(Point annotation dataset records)
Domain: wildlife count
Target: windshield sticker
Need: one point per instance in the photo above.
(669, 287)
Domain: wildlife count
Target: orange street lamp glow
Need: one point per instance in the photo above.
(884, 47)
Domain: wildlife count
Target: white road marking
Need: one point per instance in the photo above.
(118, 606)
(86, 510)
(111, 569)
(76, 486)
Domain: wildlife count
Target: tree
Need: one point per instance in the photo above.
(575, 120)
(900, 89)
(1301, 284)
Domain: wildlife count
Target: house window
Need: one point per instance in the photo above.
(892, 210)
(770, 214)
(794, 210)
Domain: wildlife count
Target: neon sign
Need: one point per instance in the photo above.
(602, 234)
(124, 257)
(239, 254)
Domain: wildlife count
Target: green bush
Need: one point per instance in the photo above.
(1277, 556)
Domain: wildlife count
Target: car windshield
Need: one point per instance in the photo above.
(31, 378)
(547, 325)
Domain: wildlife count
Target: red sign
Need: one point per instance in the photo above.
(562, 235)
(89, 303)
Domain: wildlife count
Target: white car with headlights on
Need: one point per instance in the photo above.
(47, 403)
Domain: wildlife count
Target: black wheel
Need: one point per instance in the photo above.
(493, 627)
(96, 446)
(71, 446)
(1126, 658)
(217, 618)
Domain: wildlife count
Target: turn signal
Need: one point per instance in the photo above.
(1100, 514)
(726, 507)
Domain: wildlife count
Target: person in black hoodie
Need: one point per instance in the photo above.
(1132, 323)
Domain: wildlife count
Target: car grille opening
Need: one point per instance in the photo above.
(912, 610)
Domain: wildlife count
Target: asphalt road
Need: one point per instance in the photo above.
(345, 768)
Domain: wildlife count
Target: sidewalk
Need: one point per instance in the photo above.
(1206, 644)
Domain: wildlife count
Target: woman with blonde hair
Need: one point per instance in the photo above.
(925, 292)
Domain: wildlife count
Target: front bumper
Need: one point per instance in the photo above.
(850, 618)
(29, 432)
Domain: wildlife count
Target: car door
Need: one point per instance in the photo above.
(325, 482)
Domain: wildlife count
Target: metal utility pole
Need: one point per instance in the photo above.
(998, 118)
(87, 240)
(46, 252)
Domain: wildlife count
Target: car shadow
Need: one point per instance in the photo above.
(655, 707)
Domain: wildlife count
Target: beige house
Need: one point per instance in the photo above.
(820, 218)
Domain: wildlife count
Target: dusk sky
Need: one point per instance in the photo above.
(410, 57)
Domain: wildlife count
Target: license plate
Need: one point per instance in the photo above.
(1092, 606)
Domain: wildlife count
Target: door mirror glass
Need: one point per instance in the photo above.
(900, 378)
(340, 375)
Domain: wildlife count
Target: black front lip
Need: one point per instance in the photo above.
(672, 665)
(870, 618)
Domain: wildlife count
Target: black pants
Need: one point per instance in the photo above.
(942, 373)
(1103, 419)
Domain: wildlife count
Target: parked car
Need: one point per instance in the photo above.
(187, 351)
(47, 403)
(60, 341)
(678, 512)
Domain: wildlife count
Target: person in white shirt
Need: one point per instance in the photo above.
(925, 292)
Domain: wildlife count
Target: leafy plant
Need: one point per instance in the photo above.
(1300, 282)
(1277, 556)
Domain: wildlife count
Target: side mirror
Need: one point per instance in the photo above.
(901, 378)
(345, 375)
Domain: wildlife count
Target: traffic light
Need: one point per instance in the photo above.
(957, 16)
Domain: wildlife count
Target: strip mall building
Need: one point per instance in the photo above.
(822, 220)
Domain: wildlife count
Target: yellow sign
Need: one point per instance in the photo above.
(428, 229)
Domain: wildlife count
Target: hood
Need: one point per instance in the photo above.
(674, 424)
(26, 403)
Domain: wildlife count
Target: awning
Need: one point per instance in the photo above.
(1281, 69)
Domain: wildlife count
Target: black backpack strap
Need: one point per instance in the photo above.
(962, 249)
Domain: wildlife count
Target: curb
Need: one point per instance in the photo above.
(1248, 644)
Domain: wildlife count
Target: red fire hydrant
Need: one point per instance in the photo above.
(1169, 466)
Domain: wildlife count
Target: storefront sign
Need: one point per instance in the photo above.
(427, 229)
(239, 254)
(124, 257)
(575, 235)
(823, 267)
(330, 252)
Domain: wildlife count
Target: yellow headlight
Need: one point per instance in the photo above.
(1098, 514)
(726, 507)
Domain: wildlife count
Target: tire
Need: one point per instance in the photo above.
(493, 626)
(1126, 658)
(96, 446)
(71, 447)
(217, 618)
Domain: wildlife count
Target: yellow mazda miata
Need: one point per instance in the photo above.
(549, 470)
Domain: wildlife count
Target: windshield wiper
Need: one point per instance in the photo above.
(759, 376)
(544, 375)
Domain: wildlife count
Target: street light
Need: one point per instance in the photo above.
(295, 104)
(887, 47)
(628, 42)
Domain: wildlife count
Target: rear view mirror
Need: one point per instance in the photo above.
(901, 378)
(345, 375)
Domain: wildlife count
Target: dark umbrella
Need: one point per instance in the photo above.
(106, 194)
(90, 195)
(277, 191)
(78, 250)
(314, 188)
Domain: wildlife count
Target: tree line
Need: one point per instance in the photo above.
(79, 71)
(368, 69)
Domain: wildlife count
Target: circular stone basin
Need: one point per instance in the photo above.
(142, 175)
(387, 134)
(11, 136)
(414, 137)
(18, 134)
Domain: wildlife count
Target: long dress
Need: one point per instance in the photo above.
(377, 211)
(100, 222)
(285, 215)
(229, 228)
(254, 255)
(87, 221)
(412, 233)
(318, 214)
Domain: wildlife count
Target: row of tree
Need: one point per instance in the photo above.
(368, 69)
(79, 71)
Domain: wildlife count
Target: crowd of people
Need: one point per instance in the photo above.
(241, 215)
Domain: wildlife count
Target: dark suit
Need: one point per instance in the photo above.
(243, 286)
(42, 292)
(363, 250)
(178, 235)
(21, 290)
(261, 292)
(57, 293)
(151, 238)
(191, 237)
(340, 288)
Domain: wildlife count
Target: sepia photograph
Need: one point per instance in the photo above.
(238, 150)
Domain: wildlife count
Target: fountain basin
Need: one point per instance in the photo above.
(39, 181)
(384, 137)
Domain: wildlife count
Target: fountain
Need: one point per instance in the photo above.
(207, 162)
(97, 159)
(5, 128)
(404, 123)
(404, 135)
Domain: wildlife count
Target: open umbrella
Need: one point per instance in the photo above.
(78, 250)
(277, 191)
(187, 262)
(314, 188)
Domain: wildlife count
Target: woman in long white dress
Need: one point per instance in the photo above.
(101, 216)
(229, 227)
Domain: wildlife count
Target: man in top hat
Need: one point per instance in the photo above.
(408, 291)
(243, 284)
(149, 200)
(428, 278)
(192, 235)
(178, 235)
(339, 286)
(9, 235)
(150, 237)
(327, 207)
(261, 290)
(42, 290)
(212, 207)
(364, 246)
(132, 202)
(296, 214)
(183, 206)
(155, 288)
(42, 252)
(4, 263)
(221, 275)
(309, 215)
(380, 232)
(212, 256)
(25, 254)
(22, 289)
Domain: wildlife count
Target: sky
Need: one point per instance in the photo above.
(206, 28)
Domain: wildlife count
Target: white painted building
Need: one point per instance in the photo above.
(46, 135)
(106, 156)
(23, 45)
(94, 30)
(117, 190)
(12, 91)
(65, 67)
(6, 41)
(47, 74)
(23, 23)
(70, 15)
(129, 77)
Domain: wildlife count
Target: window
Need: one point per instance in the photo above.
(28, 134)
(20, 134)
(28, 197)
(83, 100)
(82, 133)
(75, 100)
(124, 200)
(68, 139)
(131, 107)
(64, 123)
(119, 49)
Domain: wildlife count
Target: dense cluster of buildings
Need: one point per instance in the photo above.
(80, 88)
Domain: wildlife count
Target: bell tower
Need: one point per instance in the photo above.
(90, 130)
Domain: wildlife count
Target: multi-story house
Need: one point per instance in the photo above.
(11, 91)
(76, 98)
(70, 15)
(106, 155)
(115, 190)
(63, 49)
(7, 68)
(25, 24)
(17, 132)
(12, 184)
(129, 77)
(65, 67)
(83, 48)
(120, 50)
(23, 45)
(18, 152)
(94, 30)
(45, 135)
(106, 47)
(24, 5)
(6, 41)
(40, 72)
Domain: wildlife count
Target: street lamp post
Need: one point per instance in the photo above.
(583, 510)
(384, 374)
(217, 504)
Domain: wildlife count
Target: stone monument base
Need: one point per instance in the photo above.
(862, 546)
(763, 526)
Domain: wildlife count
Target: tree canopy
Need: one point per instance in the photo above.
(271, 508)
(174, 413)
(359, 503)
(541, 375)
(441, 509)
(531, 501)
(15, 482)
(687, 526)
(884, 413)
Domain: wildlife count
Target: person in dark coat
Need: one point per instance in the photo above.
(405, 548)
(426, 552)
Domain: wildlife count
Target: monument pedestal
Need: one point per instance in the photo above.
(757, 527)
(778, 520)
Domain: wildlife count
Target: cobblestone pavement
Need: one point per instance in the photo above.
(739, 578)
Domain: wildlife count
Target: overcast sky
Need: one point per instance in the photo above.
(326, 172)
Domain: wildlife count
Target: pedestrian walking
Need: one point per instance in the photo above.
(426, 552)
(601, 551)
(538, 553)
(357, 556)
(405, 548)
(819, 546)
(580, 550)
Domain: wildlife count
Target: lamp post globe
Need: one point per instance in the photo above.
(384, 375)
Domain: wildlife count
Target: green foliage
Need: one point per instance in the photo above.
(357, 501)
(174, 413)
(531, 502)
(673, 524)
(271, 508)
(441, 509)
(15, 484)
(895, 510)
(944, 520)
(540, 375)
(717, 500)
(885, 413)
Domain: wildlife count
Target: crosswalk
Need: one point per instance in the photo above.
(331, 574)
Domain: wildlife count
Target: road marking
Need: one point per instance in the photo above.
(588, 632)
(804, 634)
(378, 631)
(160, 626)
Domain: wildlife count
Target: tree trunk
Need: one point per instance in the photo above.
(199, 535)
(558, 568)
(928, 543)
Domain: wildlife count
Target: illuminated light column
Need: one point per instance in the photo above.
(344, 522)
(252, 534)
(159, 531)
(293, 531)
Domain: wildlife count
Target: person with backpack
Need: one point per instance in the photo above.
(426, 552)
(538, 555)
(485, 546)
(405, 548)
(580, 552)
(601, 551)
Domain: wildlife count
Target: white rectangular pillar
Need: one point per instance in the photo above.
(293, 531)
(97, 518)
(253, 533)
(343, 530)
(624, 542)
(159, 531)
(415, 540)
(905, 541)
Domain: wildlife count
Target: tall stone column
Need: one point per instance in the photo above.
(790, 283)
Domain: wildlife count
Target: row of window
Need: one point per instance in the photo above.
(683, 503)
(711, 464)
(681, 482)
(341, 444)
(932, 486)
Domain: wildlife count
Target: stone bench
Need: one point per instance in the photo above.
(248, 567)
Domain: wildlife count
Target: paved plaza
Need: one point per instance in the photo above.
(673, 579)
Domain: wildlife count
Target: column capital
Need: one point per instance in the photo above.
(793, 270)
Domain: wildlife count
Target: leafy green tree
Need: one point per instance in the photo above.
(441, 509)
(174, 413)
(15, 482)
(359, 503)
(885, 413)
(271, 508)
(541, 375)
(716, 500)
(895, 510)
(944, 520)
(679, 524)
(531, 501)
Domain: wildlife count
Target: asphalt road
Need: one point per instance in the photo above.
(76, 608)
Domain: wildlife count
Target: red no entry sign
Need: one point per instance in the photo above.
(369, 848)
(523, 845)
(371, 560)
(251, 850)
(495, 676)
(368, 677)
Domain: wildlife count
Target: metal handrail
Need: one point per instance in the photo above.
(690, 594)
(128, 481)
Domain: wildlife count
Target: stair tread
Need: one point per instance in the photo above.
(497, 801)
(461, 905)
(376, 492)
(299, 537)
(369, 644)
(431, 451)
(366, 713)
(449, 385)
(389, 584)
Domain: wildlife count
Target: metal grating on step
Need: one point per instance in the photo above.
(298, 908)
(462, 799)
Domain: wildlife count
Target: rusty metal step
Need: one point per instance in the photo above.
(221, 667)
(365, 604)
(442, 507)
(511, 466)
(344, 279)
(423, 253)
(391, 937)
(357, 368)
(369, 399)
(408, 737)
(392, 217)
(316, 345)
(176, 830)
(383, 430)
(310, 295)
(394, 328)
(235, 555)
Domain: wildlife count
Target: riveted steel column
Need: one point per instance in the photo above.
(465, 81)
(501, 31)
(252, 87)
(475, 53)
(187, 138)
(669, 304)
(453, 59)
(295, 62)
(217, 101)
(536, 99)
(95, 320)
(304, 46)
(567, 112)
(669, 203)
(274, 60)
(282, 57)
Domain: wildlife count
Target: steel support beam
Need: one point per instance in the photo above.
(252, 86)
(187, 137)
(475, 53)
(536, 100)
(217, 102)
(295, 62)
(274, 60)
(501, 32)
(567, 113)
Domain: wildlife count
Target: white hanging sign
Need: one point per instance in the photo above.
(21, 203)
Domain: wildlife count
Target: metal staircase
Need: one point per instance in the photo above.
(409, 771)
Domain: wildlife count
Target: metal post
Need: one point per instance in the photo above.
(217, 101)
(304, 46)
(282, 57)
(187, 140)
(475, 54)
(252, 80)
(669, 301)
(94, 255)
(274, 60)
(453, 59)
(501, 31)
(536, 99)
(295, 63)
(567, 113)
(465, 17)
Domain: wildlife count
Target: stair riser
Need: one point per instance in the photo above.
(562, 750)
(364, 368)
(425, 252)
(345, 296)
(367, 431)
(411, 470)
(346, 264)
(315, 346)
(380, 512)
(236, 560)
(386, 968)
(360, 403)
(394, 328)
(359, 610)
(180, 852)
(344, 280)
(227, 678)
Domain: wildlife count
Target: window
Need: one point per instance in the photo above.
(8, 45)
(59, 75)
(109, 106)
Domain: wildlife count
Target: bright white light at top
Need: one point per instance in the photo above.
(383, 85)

### Exercise goal
Show every line in the records above that contains the word "marking", matching case exactly.

### Problem solution
Target: white road marking
Target: road marking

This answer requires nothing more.